WHAT THE TASK REQUIRES: Exclude all pictures from your copy of the data below, which should otherwise match exactly.

EXTRACTED DATA below:

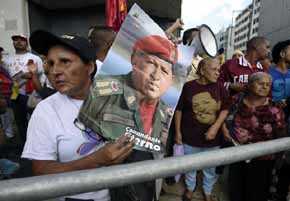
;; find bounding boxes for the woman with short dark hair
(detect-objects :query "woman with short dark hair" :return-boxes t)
[21,30,134,201]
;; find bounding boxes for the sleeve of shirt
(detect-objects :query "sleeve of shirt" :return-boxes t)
[35,56,46,86]
[218,61,231,90]
[21,102,58,161]
[176,83,187,111]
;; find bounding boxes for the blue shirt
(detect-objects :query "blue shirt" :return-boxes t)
[269,67,290,102]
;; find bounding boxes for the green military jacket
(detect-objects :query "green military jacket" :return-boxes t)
[78,73,173,153]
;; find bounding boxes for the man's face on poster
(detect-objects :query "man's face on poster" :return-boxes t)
[131,51,173,102]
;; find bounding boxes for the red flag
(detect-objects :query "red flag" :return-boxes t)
[106,0,127,32]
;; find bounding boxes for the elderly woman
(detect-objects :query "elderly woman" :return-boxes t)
[229,72,286,201]
[175,58,229,201]
[21,30,134,201]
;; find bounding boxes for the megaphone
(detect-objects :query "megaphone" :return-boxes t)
[189,24,218,58]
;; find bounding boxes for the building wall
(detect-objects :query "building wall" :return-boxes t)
[216,26,235,60]
[259,0,290,47]
[225,26,234,59]
[234,5,252,52]
[0,0,30,54]
[249,0,261,38]
[29,2,105,38]
[28,0,178,38]
[28,2,51,34]
[216,28,226,50]
[233,0,261,53]
[0,0,179,55]
[28,2,177,40]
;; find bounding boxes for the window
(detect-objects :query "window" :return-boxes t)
[252,27,258,34]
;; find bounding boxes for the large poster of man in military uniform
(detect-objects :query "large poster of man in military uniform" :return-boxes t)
[77,4,195,153]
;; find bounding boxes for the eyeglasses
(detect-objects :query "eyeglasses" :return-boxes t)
[74,118,105,155]
[73,118,102,141]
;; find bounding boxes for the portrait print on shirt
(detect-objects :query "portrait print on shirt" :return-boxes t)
[192,92,221,125]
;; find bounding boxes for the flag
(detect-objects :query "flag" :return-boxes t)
[0,67,13,99]
[106,0,127,32]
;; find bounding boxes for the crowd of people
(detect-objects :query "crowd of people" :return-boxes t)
[0,19,289,201]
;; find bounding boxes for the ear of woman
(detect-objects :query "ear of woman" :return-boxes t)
[280,51,286,59]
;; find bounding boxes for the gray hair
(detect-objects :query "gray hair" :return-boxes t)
[248,72,272,85]
[196,57,219,76]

End of EXTRACTED DATA.

THE COMPLETED TASK:
;; find bounding boxes for the woman with short dark hair
(detect-objects :query "woman with short dark hair" :return-boxes t)
[21,30,134,201]
;; find bounding boxes for the sleeve of shirt
(detect-objects :query "sleeve of shirt" :return-boxes t)
[35,56,46,86]
[218,61,231,90]
[21,102,58,161]
[176,83,187,111]
;; find bounding boxes for the blue shirt
(detect-objects :query "blue shirt" :return-boxes t)
[269,67,290,102]
;; find bounding boxes for the green military jacket
(detect-objects :query "green military jacket" :return-boxes t)
[78,73,173,153]
;; find bounding boxes for the man's face on poster
(detect-objects :query "man's face on poster" :return-boxes t)
[131,51,173,102]
;; find bounding boxes for the red flag
(detect-objects :query "red flag" :return-boxes t)
[106,0,127,32]
;; find bounding boxes for the elderly woman
(detect-objects :query "elderly woman" :return-boxes t)
[229,72,286,201]
[175,58,229,201]
[21,30,134,201]
;; find bounding boxes for the megaphone
(detect-objects :query "megaphone" :return-boxes t)
[189,24,218,58]
;; find bounding boxes for the building wall
(detect-objects :query "building wall" :return-boxes t)
[216,26,235,60]
[259,0,290,47]
[225,26,234,59]
[234,5,252,52]
[0,0,30,54]
[249,0,261,38]
[29,2,105,38]
[28,0,178,38]
[28,2,51,34]
[216,28,226,50]
[233,0,261,53]
[0,0,179,55]
[28,2,177,40]
;; find bounding boxes for the window
(detect-objects :query "window" :return-boxes t)
[252,27,258,34]
;; find bounding boxes for the large poster of man in military uniform
(detect-objects :query "large poster of man in military uniform" :return-boxes t)
[77,4,195,153]
;; find bounding boxes for the eyeglasses
(detect-objects :query "eyeglasses" :return-boxes t)
[74,118,105,155]
[73,118,102,141]
;; find bounding boxes for the portrait print on shirt
(detect-objects :query "portrait print on shirt" :return-boxes t)
[192,92,221,125]
;; find bounding boxes for the flag
(detect-objects :query "flag" :return-boxes t)
[0,67,13,99]
[106,0,127,32]
;; find bounding boxes for the crowd of people
(detect-objects :query "crowd of people" :return-boxes t)
[0,19,289,201]
;; find bounding boxes for the ear of woman
(detect-objects :query "ear of woman" :return-boxes t)
[280,51,286,59]
;; find bounding boxes for the gray hair
(detect-objects :query "gray hair" :return-boxes t)
[248,72,272,85]
[196,57,219,76]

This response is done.